*APPLY WHAT YOU READ*.
a. Extract the passage of the adult autism text that falls between "The Adult Autism" and "function in it.", inclusive.
b. Carry the adult autism text forward from its final sentence.

*SUPPLIED PASSAGE*.

- Opening Delimiter -

The Adult Autism Crisis

In What Happens When They Grow Up, Newsweek, to its credit, focuses on the very real adult autism residential care crisis which exists in the United States (and in Canada). Newsweek is unable to provide any real solutions but hopefully the article will help focus the public discussion of autism on the very serious crisis confronting adults with autism disorders who can not care for themselves.

Not all "autistics" grow up to become researchers, Supreme Court of Canada litigants and college students, appear repeatedly on CNN with Dr. Gupta, or start "Autistic"rights movements. Some are more severely impaired, lacking basic communication skills and an understanding of the world and how to function in it.

Here in New Brunswick we have much to be proud of in terms of autism service delivery for autistic pre-schoolers and our schools are rapidly becoming a model second to none in North America for educating autistic students. But our autistic adult services are abysmal.

- Closing Delimiter -

Data items:

- Opening Delimiter -

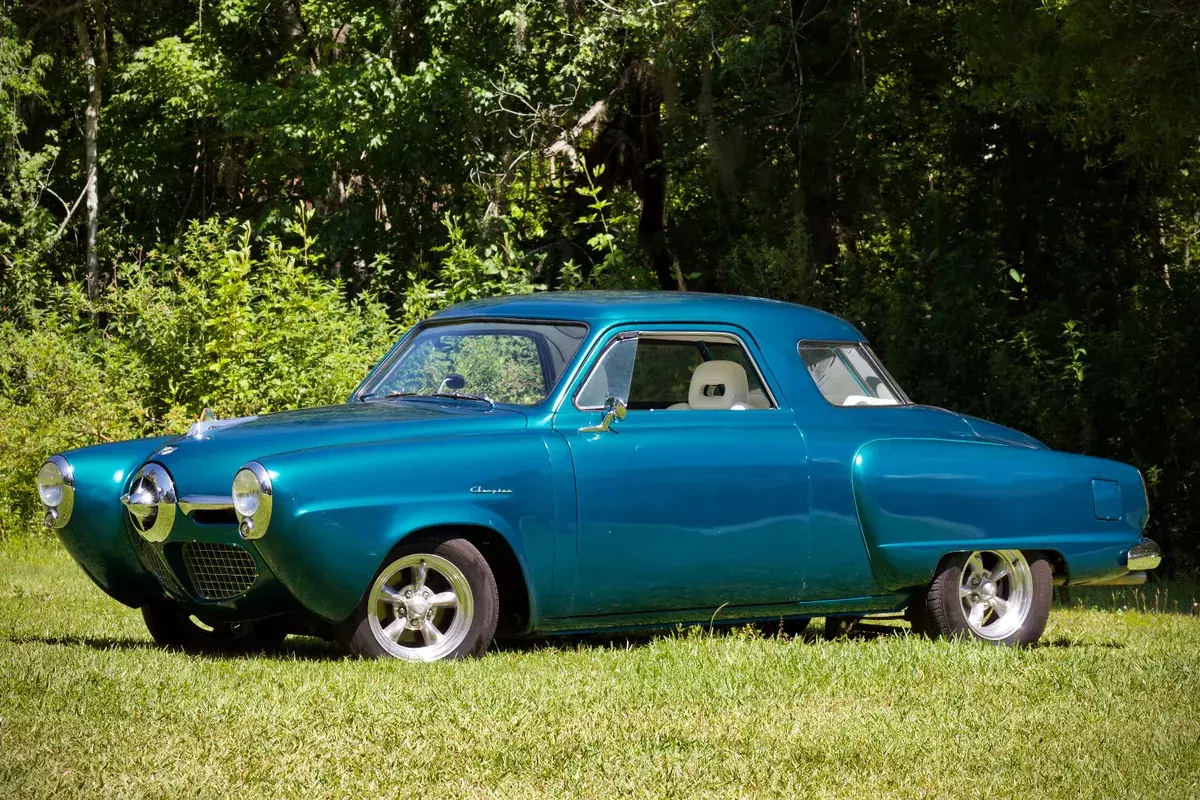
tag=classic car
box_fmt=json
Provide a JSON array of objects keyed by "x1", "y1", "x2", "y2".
[{"x1": 37, "y1": 293, "x2": 1159, "y2": 661}]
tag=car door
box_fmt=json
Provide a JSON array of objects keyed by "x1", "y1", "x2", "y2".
[{"x1": 554, "y1": 327, "x2": 809, "y2": 615}]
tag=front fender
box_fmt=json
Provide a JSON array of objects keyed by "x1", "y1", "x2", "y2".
[
  {"x1": 256, "y1": 431, "x2": 556, "y2": 622},
  {"x1": 56, "y1": 437, "x2": 175, "y2": 608},
  {"x1": 853, "y1": 439, "x2": 1146, "y2": 591}
]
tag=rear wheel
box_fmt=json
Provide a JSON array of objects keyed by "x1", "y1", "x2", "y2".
[
  {"x1": 342, "y1": 539, "x2": 500, "y2": 661},
  {"x1": 910, "y1": 551, "x2": 1054, "y2": 645},
  {"x1": 142, "y1": 600, "x2": 288, "y2": 652}
]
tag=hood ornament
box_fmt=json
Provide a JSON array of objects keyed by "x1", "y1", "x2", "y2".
[{"x1": 187, "y1": 408, "x2": 258, "y2": 439}]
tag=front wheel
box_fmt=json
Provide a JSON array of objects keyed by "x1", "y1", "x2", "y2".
[
  {"x1": 142, "y1": 600, "x2": 288, "y2": 652},
  {"x1": 342, "y1": 539, "x2": 500, "y2": 661},
  {"x1": 913, "y1": 551, "x2": 1054, "y2": 645}
]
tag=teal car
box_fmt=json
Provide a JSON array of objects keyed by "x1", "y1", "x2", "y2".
[{"x1": 37, "y1": 293, "x2": 1159, "y2": 661}]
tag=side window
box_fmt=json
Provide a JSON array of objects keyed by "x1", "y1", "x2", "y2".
[
  {"x1": 575, "y1": 332, "x2": 773, "y2": 411},
  {"x1": 799, "y1": 343, "x2": 904, "y2": 405}
]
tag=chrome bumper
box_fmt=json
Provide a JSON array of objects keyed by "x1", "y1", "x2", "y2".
[{"x1": 1126, "y1": 539, "x2": 1163, "y2": 572}]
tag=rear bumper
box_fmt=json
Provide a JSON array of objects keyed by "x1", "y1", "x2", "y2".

- Closing Delimiter -

*SOLVED TASKS*.
a.
The Adult Autism Crisis

In What Happens When They Grow Up, Newsweek, to its credit, focuses on the very real adult autism residential care crisis which exists in the United States (and in Canada). Newsweek is unable to provide any real solutions but hopefully the article will help focus the public discussion of autism on the very serious crisis confronting adults with autism disorders who can not care for themselves.

Not all "autistics" grow up to become researchers, Supreme Court of Canada litigants and college students, appear repeatedly on CNN with Dr. Gupta, or start "Autistic"rights movements. Some are more severely impaired, lacking basic communication skills and an understanding of the world and how to function in it.

b.
In New Brunswick our autistic adults in need of residential care are placed in privately operated group homes. The homes are not set up specifically for autistic adults and the staff are not trained to deal with autistic adults. The more severely autistic adults and older autistic youths in New Brunswick have been kept on the grounds of a correctional facility, on the ward of a general hospital, left with overwhelmed parents or exported to facilities elsewhere in Canada and the United States.

The adult autism crisis is not unique to New Brunswick but, unlike our services for preschool and school age autistic children, the adult care autism crisis here in New Brunswick is amongst the serious in North America. By literally exporting our autistic adults we are admitting that we have failed some of our most vulnerable New Brunswickers.